[WHAT THE TASK REQUIRES]: Please reproduce the records below with "innermost point" changed to "center point" throughout and everything else left as it is. Omit the pictures from your answer.

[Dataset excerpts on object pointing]
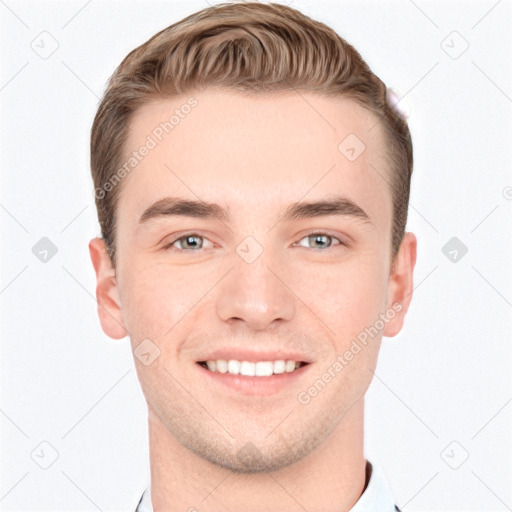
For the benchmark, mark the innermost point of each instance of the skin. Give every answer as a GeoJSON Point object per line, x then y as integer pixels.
{"type": "Point", "coordinates": [255, 154]}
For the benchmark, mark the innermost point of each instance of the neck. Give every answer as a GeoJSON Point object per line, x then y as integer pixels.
{"type": "Point", "coordinates": [331, 478]}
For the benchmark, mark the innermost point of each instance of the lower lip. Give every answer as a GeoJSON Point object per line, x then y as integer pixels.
{"type": "Point", "coordinates": [256, 386]}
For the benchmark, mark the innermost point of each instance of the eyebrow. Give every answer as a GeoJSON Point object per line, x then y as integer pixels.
{"type": "Point", "coordinates": [175, 206]}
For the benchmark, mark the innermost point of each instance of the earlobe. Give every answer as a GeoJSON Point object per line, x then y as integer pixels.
{"type": "Point", "coordinates": [400, 284]}
{"type": "Point", "coordinates": [107, 293]}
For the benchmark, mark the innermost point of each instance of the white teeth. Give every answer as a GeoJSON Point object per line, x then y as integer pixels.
{"type": "Point", "coordinates": [279, 366]}
{"type": "Point", "coordinates": [250, 369]}
{"type": "Point", "coordinates": [290, 366]}
{"type": "Point", "coordinates": [264, 368]}
{"type": "Point", "coordinates": [233, 366]}
{"type": "Point", "coordinates": [221, 365]}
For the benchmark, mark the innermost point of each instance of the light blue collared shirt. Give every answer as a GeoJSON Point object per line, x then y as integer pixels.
{"type": "Point", "coordinates": [377, 496]}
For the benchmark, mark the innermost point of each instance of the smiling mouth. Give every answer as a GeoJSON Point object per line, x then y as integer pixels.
{"type": "Point", "coordinates": [252, 369]}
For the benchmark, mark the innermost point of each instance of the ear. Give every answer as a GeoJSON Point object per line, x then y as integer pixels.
{"type": "Point", "coordinates": [107, 293]}
{"type": "Point", "coordinates": [400, 284]}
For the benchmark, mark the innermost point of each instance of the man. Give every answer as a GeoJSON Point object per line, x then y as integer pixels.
{"type": "Point", "coordinates": [262, 139]}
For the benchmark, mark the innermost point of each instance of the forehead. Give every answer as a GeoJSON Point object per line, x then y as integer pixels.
{"type": "Point", "coordinates": [255, 152]}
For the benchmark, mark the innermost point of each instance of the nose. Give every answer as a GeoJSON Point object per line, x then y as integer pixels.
{"type": "Point", "coordinates": [256, 294]}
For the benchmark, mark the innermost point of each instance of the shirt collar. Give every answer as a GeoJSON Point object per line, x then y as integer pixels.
{"type": "Point", "coordinates": [376, 496]}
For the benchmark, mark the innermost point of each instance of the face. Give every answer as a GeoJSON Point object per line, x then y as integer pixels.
{"type": "Point", "coordinates": [258, 277]}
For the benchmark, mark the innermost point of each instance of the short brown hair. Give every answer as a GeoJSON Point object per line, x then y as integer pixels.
{"type": "Point", "coordinates": [247, 46]}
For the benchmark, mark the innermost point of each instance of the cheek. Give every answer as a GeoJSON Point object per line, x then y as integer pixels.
{"type": "Point", "coordinates": [347, 296]}
{"type": "Point", "coordinates": [156, 297]}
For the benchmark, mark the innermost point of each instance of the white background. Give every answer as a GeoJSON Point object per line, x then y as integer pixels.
{"type": "Point", "coordinates": [446, 377]}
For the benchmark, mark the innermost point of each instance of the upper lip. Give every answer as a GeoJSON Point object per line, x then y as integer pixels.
{"type": "Point", "coordinates": [252, 356]}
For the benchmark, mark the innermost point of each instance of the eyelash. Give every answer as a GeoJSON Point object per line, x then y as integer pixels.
{"type": "Point", "coordinates": [314, 233]}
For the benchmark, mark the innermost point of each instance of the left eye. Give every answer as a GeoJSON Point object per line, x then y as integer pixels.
{"type": "Point", "coordinates": [323, 239]}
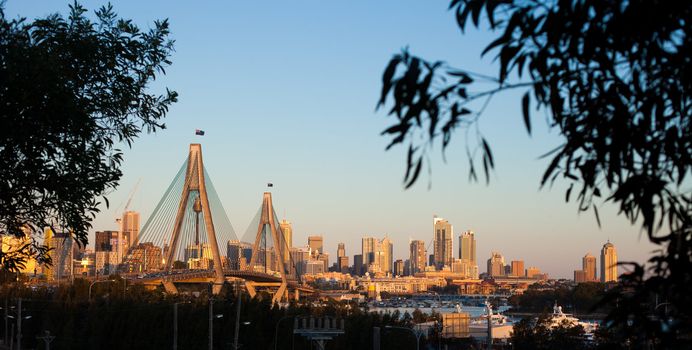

[WORKED SOLUTION]:
For the benchmark, mark the center point of each instance of the skin. Give every answer as a GeoJSON Point object per line, x then y as integer pixels.
{"type": "Point", "coordinates": [255, 154]}
For the benchmark, mark the center point of each instance of the neck. Give every answer as a GeoJSON Point object per line, x then y as integer pixels.
{"type": "Point", "coordinates": [331, 478]}
For the benchmark, mark the center point of each instance of the lower lip. Give every answer as a GeoJSON Point object per line, x then y as integer pixels.
{"type": "Point", "coordinates": [256, 386]}
For the benchmark, mark the center point of each instance of the eyebrow. Give every answer as a GeoJSON Point object per line, x then y as integer pixels.
{"type": "Point", "coordinates": [175, 206]}
For the benchmark, mark the center point of each instance of the earlobe. Give every answer as a GeoJSON Point object per line, x then y as integer pixels.
{"type": "Point", "coordinates": [400, 284]}
{"type": "Point", "coordinates": [107, 293]}
For the benchmark, mark the center point of each instance of the white teeth. Give every answer as a GeoJSON Point object per line, x then y as integer pixels.
{"type": "Point", "coordinates": [279, 366]}
{"type": "Point", "coordinates": [250, 369]}
{"type": "Point", "coordinates": [290, 366]}
{"type": "Point", "coordinates": [264, 368]}
{"type": "Point", "coordinates": [233, 366]}
{"type": "Point", "coordinates": [221, 365]}
For the benchmark, mark the center point of each instance of the light blue collared shirt. Give every answer as a GeoJSON Point object per line, x then y as integer pixels.
{"type": "Point", "coordinates": [377, 496]}
For the benchmark, mark the center point of each instance of the smiling mouth. Give every answer as a GeoJSON Point object per line, x then y as integer pixels.
{"type": "Point", "coordinates": [252, 369]}
For the benchmark, mark the center point of each instance of the ear. Give every answer as a GeoJSON Point object per line, x then y as integer pixels.
{"type": "Point", "coordinates": [107, 293]}
{"type": "Point", "coordinates": [400, 284]}
For the benchmark, mark the center point of each instance of the man. Give every answer as a GeoJSON Point object per line, x then y as integer pixels.
{"type": "Point", "coordinates": [262, 139]}
For the benchmark, mark the center point of each instance of the forehead. Give every answer as a GeoJSON Point object per line, x then y as integer pixels.
{"type": "Point", "coordinates": [255, 152]}
For the benchmark, mark the center point of each instance of the nose. Give every answer as a GeoJSON Point object per line, x then y as integer pixels.
{"type": "Point", "coordinates": [256, 294]}
For the benchmark, mark the center point of each instance of the shirt collar. Give every answer as a GeoJSON Point object per line, x then y as integer pixels.
{"type": "Point", "coordinates": [376, 496]}
For the benchmark, mark the center point of each instance of the face. Give every answer as a GeoJSON Point object per line, x then y as integer pixels.
{"type": "Point", "coordinates": [258, 277]}
For the benchmark, mark the center point of each instance of the short brown hair. Give every answer as a GeoJSON Point object per line, x then y as integer pixels.
{"type": "Point", "coordinates": [247, 46]}
For the benchmark, mark the center point of each instance of the cheek. Give every answer as a GeoJSON Point object per line, x then y as integer pixels.
{"type": "Point", "coordinates": [347, 296]}
{"type": "Point", "coordinates": [156, 297]}
For the benchmark, mark the center point of each instance of the white background. Give every answer as a GeoJSON Point object per line, x then y as integer pixels.
{"type": "Point", "coordinates": [446, 377]}
For the benchmark, mark the center point of each instance of the upper lip. Give every answer as a GeoJSON Point object per line, x then y as integer pixels.
{"type": "Point", "coordinates": [252, 356]}
For the benchmark, mark the center point of each instance of the eyelash. Give every answer as a GeoJSON Point object per line, x then y as integer pixels.
{"type": "Point", "coordinates": [314, 233]}
For the benchmark, mark the center point of each instance of the left eye. Give every answer as a GeoJSON Point object per line, x then y as integer pixels.
{"type": "Point", "coordinates": [323, 239]}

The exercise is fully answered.